Extracted data entries →
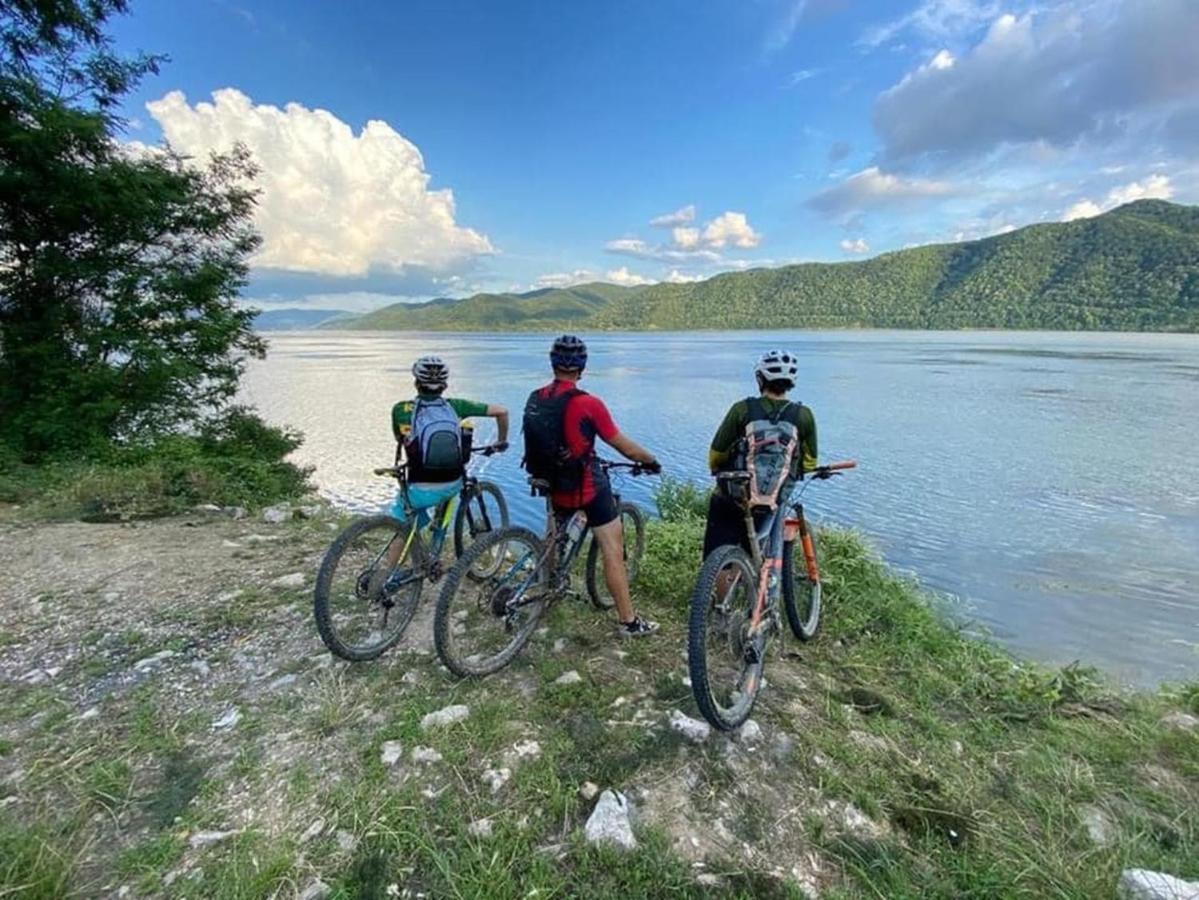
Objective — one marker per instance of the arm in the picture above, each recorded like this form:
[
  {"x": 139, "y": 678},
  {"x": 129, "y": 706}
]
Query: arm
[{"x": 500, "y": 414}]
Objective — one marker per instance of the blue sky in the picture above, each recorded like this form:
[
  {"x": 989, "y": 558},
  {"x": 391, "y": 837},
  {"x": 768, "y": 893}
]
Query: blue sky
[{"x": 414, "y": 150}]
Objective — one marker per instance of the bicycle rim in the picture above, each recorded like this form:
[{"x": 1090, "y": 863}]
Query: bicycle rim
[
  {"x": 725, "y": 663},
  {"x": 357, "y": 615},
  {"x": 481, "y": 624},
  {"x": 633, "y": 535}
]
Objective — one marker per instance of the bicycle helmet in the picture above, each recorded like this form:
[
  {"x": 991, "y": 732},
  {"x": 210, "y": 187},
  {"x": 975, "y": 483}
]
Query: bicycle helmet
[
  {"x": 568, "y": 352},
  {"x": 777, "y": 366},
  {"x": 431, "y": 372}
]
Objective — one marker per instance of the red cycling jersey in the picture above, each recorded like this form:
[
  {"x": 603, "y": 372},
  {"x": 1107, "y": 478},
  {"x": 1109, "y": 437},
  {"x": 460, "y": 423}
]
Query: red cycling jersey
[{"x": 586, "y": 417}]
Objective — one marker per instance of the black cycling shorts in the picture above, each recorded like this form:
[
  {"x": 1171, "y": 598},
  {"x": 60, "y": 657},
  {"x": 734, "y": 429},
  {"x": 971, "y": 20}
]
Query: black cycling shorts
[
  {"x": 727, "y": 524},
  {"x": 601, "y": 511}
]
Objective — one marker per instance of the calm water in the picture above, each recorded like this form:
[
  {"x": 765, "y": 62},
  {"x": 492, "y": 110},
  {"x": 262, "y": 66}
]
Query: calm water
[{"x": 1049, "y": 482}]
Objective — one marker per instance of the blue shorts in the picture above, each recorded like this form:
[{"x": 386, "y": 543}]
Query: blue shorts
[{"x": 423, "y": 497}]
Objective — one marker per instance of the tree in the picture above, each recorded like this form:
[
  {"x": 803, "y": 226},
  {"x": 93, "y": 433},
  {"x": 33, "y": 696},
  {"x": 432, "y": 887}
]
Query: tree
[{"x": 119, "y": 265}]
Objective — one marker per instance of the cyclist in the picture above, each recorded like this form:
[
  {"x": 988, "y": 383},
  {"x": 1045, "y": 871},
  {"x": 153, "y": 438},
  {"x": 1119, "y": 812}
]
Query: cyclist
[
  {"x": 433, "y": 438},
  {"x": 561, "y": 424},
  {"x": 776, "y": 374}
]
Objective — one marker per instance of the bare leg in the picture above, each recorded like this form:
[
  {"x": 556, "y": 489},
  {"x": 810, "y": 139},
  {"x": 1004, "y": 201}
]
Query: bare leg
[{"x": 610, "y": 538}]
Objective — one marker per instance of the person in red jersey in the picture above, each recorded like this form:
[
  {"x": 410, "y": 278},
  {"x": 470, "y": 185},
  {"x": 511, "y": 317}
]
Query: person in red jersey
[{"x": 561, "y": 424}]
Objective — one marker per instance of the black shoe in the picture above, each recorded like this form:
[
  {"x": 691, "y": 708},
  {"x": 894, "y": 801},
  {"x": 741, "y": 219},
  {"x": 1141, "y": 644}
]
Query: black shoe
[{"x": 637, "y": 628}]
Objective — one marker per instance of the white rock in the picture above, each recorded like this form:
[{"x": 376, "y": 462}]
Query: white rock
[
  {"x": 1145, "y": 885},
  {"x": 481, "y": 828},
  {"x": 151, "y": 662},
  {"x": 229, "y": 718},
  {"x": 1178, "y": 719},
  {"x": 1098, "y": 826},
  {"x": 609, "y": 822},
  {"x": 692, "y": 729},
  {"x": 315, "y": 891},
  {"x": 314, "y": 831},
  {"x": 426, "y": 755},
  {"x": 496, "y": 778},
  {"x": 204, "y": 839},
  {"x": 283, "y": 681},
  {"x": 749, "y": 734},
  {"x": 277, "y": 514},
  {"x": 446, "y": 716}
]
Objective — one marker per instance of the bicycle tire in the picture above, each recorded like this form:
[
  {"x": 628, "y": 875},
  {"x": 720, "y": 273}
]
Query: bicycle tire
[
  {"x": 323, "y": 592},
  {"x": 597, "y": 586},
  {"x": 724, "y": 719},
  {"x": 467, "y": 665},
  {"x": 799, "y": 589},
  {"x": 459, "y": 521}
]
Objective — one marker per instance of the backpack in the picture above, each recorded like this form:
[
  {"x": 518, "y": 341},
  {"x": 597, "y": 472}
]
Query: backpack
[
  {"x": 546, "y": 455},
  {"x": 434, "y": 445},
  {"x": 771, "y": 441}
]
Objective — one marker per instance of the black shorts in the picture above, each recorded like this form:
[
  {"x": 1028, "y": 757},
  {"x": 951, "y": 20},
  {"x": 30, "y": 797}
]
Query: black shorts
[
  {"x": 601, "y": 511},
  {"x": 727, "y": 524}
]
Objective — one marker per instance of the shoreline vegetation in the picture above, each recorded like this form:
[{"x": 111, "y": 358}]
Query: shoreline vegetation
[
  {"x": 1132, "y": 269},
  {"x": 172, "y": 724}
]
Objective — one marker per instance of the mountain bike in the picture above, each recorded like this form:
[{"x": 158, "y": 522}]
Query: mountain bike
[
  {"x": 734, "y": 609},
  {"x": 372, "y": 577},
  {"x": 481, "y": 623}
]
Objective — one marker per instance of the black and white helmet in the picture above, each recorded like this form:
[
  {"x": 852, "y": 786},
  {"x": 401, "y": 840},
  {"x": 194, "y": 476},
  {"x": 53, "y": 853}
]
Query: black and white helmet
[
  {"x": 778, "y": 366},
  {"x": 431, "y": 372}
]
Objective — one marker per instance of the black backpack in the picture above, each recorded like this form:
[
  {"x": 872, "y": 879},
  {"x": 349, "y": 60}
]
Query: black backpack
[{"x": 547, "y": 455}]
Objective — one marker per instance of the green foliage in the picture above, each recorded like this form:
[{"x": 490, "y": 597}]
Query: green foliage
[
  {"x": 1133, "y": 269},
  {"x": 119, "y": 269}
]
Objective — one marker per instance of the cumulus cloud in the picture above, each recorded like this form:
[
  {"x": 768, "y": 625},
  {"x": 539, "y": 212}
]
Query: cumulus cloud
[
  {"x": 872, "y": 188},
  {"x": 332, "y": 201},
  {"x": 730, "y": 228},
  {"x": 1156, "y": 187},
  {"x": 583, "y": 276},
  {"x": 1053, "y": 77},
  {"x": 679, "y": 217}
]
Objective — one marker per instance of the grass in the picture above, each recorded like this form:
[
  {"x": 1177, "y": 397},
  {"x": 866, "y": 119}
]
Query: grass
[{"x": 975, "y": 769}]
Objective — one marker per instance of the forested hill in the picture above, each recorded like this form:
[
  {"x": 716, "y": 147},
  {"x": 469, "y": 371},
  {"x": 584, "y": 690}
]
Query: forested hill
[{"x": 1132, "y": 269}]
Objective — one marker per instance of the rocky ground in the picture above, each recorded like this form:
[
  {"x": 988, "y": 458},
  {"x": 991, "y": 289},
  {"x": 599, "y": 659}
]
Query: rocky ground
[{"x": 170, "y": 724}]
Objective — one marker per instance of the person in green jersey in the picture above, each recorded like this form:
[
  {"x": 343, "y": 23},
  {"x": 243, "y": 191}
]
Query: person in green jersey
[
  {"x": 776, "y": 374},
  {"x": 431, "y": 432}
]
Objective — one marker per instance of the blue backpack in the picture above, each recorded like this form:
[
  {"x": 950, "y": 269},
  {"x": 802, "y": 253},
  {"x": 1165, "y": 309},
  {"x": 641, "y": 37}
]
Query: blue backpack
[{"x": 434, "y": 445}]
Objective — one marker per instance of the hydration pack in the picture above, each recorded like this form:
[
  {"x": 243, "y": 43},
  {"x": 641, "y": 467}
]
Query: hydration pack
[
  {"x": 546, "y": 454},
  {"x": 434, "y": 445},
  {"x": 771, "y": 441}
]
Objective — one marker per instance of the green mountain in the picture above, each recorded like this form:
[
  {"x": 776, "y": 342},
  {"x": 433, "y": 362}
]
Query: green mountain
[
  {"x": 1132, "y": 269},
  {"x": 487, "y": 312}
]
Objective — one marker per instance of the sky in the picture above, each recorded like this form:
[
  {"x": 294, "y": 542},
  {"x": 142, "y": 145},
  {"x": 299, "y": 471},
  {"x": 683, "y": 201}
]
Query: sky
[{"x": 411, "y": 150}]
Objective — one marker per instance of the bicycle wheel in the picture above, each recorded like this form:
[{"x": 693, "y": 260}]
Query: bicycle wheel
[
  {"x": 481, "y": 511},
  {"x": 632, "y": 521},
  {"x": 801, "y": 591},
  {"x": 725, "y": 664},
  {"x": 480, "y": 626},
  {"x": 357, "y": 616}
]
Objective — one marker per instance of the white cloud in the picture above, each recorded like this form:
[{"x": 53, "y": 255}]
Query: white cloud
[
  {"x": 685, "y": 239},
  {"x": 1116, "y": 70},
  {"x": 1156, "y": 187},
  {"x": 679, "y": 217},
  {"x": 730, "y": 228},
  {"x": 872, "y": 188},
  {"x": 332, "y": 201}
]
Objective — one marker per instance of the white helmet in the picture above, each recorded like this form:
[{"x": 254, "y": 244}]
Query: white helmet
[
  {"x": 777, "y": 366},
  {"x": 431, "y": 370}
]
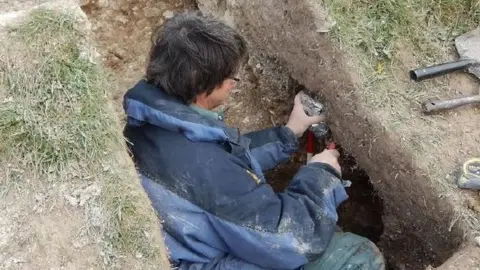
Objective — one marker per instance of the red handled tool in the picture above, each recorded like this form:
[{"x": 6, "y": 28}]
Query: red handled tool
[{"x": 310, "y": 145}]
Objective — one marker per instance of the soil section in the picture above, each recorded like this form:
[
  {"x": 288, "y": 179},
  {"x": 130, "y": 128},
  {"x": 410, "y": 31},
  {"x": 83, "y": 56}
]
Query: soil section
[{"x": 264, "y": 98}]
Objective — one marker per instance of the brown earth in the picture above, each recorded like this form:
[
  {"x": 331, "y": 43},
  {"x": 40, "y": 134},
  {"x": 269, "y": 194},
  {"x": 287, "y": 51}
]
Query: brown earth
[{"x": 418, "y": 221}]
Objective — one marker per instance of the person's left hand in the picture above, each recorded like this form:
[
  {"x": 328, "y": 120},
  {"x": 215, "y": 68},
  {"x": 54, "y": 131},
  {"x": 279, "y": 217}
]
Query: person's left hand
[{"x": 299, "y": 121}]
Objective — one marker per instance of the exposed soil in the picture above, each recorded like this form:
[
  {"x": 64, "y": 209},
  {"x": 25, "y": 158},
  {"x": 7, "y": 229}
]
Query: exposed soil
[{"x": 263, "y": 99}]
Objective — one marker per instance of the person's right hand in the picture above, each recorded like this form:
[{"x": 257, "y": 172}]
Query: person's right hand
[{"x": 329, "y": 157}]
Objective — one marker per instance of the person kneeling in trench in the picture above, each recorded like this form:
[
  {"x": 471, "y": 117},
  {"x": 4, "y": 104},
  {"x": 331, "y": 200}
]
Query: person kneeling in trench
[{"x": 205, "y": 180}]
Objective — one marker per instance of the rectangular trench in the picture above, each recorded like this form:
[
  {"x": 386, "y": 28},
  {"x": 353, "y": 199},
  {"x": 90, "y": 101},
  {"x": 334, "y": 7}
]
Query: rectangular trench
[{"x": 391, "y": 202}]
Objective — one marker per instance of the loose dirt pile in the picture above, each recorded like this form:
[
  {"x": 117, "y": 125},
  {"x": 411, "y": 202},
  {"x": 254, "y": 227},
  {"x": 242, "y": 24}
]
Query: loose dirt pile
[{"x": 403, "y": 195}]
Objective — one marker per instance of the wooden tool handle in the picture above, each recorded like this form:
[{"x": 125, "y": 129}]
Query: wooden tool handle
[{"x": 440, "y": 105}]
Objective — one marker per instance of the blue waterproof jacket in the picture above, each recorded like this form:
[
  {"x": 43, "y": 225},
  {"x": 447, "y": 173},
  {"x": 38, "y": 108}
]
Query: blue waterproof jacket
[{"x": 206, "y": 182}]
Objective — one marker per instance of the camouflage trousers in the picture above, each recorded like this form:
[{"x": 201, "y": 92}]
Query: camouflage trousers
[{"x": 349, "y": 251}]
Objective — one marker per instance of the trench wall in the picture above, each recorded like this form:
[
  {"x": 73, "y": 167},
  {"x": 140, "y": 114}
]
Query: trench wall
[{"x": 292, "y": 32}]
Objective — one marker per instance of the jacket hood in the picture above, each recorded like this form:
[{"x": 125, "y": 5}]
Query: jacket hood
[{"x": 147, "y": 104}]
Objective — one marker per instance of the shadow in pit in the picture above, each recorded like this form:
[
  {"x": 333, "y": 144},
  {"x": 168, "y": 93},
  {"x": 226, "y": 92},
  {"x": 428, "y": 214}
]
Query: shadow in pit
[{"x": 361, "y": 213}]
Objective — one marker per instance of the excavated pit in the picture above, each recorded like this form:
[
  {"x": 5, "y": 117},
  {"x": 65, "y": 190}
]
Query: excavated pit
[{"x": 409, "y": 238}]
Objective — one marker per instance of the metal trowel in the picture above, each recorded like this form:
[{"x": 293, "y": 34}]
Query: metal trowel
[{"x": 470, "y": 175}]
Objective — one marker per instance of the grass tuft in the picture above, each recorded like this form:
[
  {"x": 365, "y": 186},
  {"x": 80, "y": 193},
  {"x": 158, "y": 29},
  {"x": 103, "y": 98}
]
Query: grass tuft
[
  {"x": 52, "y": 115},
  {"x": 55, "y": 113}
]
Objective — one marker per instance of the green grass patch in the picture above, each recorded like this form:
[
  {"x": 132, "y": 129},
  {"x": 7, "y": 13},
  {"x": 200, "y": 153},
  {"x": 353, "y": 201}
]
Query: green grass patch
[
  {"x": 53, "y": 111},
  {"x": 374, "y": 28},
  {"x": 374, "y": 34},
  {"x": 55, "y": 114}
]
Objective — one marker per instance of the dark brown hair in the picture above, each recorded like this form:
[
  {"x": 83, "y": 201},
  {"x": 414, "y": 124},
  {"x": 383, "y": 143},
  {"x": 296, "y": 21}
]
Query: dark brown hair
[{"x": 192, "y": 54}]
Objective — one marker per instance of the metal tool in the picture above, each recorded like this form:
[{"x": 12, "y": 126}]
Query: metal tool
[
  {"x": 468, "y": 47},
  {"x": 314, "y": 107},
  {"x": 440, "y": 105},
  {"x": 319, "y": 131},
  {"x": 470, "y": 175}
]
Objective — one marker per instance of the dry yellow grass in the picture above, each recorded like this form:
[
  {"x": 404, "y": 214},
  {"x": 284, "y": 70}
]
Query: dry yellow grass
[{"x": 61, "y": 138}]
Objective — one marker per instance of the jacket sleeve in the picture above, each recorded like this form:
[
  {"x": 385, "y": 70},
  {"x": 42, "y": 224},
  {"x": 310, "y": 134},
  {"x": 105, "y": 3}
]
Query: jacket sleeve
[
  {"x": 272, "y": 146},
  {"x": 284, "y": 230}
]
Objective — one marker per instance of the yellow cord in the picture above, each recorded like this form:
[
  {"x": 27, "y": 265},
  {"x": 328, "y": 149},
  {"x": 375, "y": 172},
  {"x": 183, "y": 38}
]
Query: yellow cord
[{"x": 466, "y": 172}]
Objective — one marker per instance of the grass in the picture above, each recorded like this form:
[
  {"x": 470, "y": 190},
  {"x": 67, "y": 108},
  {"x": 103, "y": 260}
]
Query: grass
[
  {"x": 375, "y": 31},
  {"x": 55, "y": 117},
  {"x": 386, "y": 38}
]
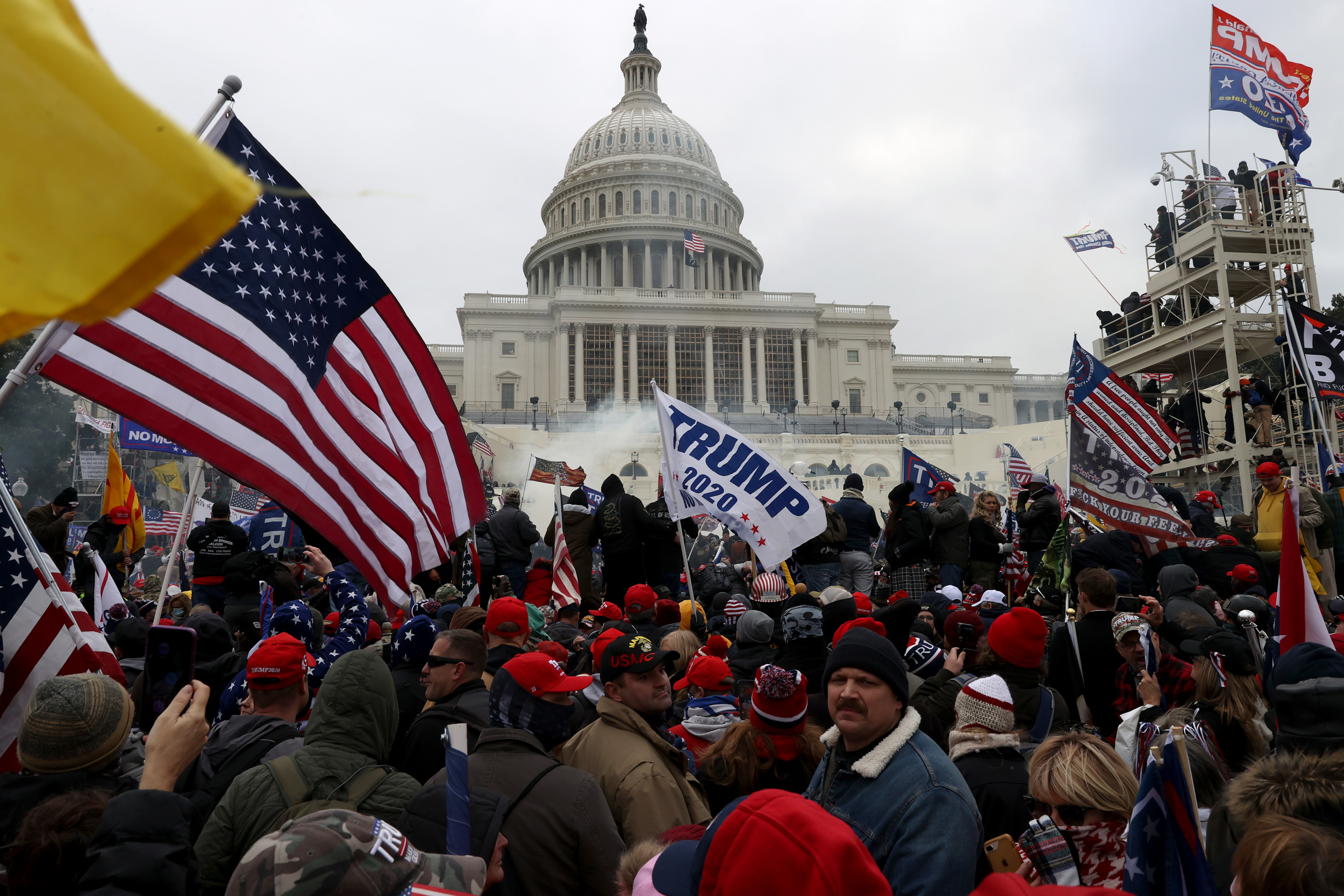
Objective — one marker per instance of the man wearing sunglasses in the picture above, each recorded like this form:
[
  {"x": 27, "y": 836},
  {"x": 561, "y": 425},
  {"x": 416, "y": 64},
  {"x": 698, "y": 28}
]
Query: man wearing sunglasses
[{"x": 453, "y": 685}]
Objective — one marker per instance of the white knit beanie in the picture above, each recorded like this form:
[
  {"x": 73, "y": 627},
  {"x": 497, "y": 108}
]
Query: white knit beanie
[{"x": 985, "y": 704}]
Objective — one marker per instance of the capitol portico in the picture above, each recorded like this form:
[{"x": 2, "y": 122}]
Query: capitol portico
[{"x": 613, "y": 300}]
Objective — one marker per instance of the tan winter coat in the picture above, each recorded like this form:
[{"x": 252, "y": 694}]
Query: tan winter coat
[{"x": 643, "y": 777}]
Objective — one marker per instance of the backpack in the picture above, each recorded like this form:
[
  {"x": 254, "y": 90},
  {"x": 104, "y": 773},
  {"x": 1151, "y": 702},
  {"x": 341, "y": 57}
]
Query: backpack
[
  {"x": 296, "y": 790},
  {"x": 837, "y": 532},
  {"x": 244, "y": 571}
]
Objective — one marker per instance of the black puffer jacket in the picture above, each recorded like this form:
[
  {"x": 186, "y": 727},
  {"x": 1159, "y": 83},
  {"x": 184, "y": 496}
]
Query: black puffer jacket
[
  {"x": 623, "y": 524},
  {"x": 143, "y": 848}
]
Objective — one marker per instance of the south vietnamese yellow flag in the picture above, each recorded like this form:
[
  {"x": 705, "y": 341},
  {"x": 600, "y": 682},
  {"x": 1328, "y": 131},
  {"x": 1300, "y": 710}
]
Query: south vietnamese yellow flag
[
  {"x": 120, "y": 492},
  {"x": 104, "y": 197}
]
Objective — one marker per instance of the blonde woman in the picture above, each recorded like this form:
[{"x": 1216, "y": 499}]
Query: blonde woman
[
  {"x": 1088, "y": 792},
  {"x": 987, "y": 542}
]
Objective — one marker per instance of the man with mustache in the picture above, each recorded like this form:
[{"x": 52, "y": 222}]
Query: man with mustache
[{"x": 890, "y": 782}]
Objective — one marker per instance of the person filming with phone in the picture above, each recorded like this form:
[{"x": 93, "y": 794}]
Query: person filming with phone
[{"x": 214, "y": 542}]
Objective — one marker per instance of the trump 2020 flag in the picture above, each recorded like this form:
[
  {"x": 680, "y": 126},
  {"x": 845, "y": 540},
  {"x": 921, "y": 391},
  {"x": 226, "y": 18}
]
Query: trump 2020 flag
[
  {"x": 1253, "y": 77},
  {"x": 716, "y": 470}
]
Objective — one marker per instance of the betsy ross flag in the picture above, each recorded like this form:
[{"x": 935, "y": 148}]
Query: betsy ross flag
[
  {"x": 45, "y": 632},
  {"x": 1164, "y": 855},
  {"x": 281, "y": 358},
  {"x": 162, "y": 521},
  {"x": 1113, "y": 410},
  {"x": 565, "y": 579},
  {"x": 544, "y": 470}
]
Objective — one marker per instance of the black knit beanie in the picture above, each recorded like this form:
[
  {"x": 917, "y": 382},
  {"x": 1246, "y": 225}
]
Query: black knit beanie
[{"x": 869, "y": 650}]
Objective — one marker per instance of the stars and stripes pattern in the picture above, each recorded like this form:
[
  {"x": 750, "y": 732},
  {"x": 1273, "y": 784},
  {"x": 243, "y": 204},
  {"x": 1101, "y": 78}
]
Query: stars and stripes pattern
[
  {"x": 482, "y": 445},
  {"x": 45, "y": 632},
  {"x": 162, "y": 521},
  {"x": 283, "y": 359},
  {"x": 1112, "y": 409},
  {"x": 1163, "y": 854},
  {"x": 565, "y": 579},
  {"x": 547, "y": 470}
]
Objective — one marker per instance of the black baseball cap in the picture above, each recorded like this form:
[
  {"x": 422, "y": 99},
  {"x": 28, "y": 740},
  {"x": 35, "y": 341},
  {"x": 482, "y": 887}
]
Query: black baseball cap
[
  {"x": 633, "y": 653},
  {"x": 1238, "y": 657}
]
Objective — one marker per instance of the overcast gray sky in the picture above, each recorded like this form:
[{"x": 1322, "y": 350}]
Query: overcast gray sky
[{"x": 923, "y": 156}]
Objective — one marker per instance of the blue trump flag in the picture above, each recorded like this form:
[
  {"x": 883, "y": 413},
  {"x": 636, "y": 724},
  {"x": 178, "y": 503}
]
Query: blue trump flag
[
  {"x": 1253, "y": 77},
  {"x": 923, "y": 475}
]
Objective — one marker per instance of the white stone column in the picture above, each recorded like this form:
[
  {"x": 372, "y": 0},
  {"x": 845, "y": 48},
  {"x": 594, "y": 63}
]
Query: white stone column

Activity →
Reading through the preceding records, tally each line that holds the word "stone" and give the tally by itself.

Result of this task →
2